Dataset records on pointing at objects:
────────

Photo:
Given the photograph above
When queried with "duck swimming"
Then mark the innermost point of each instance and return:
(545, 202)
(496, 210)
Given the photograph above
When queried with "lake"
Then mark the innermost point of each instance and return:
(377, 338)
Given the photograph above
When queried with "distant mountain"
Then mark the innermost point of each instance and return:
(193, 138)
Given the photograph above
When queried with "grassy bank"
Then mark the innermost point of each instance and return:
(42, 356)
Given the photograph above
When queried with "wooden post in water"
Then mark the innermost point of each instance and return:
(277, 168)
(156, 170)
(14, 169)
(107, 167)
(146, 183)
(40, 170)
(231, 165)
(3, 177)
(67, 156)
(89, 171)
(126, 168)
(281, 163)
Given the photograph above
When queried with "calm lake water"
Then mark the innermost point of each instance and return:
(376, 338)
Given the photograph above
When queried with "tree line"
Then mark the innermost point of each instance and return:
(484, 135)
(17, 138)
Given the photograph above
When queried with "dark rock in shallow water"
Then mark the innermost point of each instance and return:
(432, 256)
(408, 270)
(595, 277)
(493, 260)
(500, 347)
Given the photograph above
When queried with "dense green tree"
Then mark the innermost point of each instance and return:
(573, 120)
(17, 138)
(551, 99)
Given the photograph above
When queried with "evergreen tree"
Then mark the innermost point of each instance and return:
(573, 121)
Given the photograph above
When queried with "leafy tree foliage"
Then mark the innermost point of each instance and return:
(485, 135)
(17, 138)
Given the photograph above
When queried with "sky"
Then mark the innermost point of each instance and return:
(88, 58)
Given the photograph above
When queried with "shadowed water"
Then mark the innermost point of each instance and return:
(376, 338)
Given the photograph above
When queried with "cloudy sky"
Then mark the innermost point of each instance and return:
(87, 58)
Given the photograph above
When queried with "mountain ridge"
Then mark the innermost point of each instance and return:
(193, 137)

────────

▶ **What you need to do**
Pick out every line in the records that contains the string "tree" and copy each of those lines.

▶ **Task result**
When queried with "tree line"
When queried with "dense green tree"
When queried with "evergreen tree"
When queried with "leafy tree foliage"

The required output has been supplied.